═════ DOCUMENT TEXT

Operant Conditioning
Skinner box graphic © VectorMine/shutterstock.com.
Edward Thorndike's (1913)
law of effect proposed that the consequences of behavior determine its addition to your behavioral repertoire. Cats learned to escape his "puzzle boxes" by repeating successful actions and eliminating unsuccessful ones from his perspective.
Operant conditioning is an
unconscious associative learning process that modifies an
operant behavior, voluntary behavior that operates on the environment to produce an outcome by manipulating its
consequences (Miltenberger, 2016).
Operant conditioning differs from
classical conditioning in several respects. Where operant conditioning teaches the association of a voluntary behavior with its consequences, classical conditioning teaches the predictive relationship between two stimuli to modify involuntary behavior.
Neurofeedback teaches self-regulation of neural activity and related "state changes" using operant conditioning via the selective presentation of reinforcing stimuli, including visual, auditory, and tactile displays.
Operant conditioning occurs with a situational context. The identifying characteristics of a situation are called
its
discriminative stimuli and can include
the physical environment and physical, cognitive, and emotional cues. Discriminative stimuli teach us when to
perform operant behaviors.

══════════

> _PROMPT_
List everything the operant conditioning text says discriminative stimuli can include.

═════ DATA EXTRACT

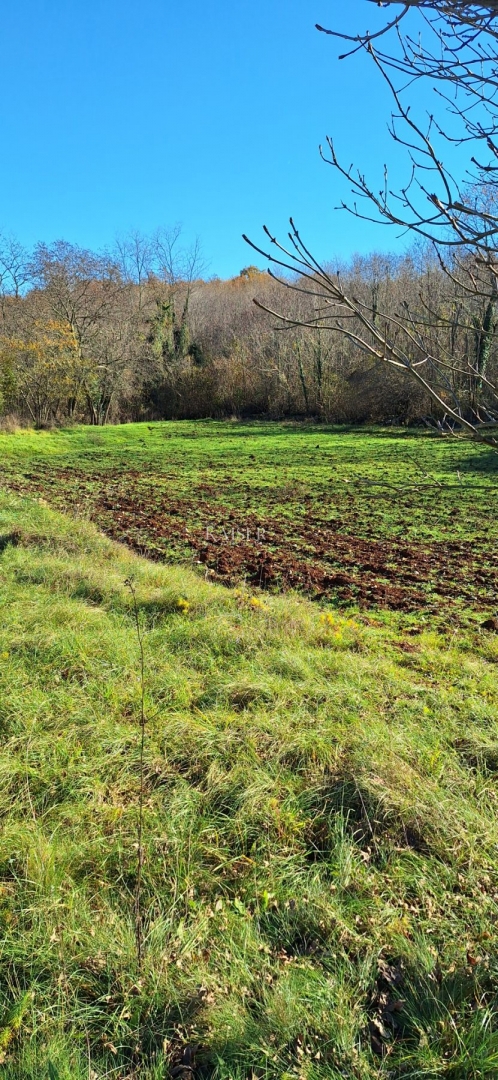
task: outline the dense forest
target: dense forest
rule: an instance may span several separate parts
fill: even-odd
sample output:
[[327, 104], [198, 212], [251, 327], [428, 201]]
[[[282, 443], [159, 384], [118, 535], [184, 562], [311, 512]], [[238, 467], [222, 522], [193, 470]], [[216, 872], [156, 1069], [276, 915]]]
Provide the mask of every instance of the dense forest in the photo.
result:
[[[344, 266], [331, 260], [326, 272], [339, 272], [342, 289], [386, 339], [403, 332], [414, 365], [448, 359], [443, 401], [463, 393], [472, 408], [493, 383], [493, 292], [462, 288], [429, 245]], [[298, 276], [286, 282], [295, 287], [254, 266], [228, 281], [206, 278], [199, 246], [186, 246], [178, 228], [131, 233], [104, 254], [65, 241], [27, 252], [3, 237], [0, 422], [434, 416], [410, 373], [362, 348], [354, 319], [322, 324], [312, 289], [300, 292]], [[282, 324], [254, 298], [293, 322]]]

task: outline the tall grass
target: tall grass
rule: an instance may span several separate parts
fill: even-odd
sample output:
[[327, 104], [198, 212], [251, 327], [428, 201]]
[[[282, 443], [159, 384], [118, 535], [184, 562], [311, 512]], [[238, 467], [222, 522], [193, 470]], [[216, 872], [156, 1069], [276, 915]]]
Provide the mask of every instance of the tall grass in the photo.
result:
[[0, 538], [5, 1080], [496, 1077], [497, 635]]

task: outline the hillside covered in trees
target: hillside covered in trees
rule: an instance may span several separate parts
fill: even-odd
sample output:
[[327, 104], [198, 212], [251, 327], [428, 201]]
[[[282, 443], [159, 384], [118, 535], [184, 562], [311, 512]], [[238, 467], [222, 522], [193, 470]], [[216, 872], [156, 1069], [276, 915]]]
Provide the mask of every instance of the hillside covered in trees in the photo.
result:
[[[414, 364], [450, 360], [443, 401], [450, 406], [458, 394], [472, 408], [473, 395], [482, 400], [498, 365], [489, 291], [462, 288], [461, 275], [421, 242], [403, 256], [358, 256], [326, 270], [339, 272], [386, 337], [395, 338], [403, 321]], [[227, 281], [206, 278], [198, 246], [187, 247], [178, 228], [129, 234], [105, 254], [65, 241], [27, 252], [4, 237], [0, 287], [3, 424], [434, 416], [434, 402], [409, 374], [362, 350], [354, 319], [340, 329], [325, 319], [321, 326], [321, 301], [309, 289], [282, 288], [253, 266]], [[283, 326], [254, 298], [293, 323]]]

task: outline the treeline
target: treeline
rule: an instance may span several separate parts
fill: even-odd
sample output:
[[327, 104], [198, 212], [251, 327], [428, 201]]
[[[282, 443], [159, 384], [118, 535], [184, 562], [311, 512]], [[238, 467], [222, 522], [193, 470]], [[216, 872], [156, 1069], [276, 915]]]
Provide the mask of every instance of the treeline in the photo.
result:
[[[396, 324], [412, 328], [415, 364], [428, 363], [423, 352], [458, 360], [443, 395], [458, 389], [459, 369], [466, 387], [475, 373], [475, 393], [493, 379], [495, 302], [466, 294], [430, 251], [337, 269], [376, 327], [391, 338]], [[205, 280], [179, 229], [133, 233], [105, 254], [64, 241], [28, 253], [3, 238], [0, 417], [37, 427], [232, 415], [407, 422], [433, 411], [422, 384], [362, 348], [364, 327], [346, 316], [326, 325], [309, 284], [290, 291], [252, 266]]]

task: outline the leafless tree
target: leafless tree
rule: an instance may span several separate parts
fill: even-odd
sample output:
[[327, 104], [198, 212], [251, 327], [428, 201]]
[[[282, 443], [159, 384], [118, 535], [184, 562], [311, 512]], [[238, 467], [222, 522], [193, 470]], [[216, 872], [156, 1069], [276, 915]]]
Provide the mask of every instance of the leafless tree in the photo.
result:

══════════

> _RESPONSE TO THIS TASK_
- the physical environment
- physical cues
- cognitive cues
- emotional cues